Greenpoint district leader Nick Rizzo, who was not facing any opponents in his re-election, submitted 200 petition signatures — significantly more than the required 150 — but elections bureaucrats ruled him 19 short after the challenges, and he accused party honchos of plotting to oust him for being vocally critical of the party machine.

“I’m not a church mouse, and I 100 percent feel that I’ve received disparate treatment from other district leaders,” he said. “There’s a district leader that hasn’t gone to a meeting in a year. No one bothered with any of the other incumbents.”

Anyone can file a challenge to the validity of a candidate’s signatures, arguing that the signers don’t actually live in the district, or on a variety of other technicalities — which can be as mundane as an address crossing onto two lines. 

The challenger to Rizzo’s signatures also contested petitions by Democratic Socialist state Sen. Julia Salazar for Bushwick, and by Samy Nemir-Olivares, another district leader candidate for the same neighborhood — but both of those prevailed and got on the ballot, according to board of elections officials.

The recent spate of challenges forced some of the candidates to show up in-person at the Board of Elections Manhattan offices to argue their case in the middle of the global COVID-19 pandemic — despite the fact that two agency employees died of coronavirus-related complications. 

At the April 22 hearing, the bureaucrats announced that Governor Andrew Cuomo’s executive order to lower the petitioning requirements by 70 percent due to the pandemic did not apply for the Bushwick Council primary on June 23, because the directive only changed state election law and not the New York City Charter — forcing Council candidates to prove that they’d collected the full 450 signatures.  

That decision disqualified all candidates for that seat’s primary election except for Darma Diaz, the local district leader who has the backing of party boss Rodneyse Bichotte — making Diaz effectively unchallenged in the June 23 race, and nearly guaranteeing her a victory in the November 2020 general election.

Complicating matters further, Nurse will not appear on the ballot for the primary, but she will appear on the ballot for the special election to fill the seat right away — which will take place on June 23 as well.

If she wins the special election, she would begin serving immediately until Dec. 31, 2020. She would then be replaced by the winner of the Nov. 2020 election — which she was effectively shut out of, and which will almost assuredly be won by Diaz.

→ **DATASET EXTRACT**:
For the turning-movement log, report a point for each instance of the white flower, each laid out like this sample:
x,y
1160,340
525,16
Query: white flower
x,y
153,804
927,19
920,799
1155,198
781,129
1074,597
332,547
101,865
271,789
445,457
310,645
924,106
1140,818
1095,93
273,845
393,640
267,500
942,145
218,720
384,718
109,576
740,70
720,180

→ **TASKS AND EXERCISES**:
A. According to the ballot-challenge article, how many petition signatures did Nick Rizzo submit?
B. Continue the ballot-challenge article from the end of its last paragraph.
The entries were taken from a separate source.

→ **RESPONSES BY TASK**:
A. He submitted 200 signatures.

B.
Nurse slammed the board and mayor’s decision, comparing the situation to Wisconsin, where the Republican-controlled court forced voters to cast their ballots in person amid the coronavirus pandemic. 

“What Darma, Rodneyse, and the mayor are doing is no better than what rightwing Republicans did in Wisconsin,” Nurse said.

Nurse and Rizzo subsequently announced their intention to contest the Board’s decision in Kings County Supreme Court this week.

A spokesman for the party, Bob Liff of George Arzt Communications, reiterated Bichotte’s previous position that all candidates operated under the same rules and constraints — saying that the campaigns had only themselves to blame for not making the cut.

In a statement, Bichotte added that Cuomo’s executive order both upheld the city’s election process, and protected public health.

“Even in these most challenging times, in New York, we have the ingenuity and the commitment to do what the White House fails to do: protect our democratic processes and rule of law with the same vigor that we protect public health,” the party leader said.

But Rizzo said that party bigwigs were being disingenuous by claiming petition challenges were an essential part of the democratic process, when prospective politicians in other parts of the country do not face the same kinds of hurdles.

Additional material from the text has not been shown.